### What is being asked
Give again the entries below exactly, beginning at the first line and ending at the line with "box: [27, 189, 54, 210]".

### Data supplied
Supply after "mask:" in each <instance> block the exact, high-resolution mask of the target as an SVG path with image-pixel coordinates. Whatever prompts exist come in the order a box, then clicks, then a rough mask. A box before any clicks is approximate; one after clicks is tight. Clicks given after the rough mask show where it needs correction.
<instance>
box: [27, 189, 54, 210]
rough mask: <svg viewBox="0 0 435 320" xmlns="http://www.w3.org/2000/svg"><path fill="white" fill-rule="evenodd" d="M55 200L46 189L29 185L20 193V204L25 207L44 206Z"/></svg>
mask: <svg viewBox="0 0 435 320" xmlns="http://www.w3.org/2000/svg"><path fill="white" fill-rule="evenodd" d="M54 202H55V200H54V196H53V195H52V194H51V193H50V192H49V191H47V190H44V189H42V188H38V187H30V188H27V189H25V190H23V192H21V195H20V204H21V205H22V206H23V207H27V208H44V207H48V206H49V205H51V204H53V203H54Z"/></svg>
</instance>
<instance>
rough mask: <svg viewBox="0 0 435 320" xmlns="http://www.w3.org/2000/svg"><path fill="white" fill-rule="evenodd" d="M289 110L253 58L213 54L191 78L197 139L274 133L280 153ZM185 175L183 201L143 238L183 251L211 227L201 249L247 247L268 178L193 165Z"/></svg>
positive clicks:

### Output for this exercise
Supply after "mask:" in each <instance> block the exact, high-resolution mask of the target as an SVG path with image-pixel coordinates. Whatever prompts exist come in the order a box, then clicks, then a rough mask. A box before any clicks is approximate; one after clicks is tight. Clicks given after the rough mask show where it needs correction.
<instance>
box: [27, 189, 54, 210]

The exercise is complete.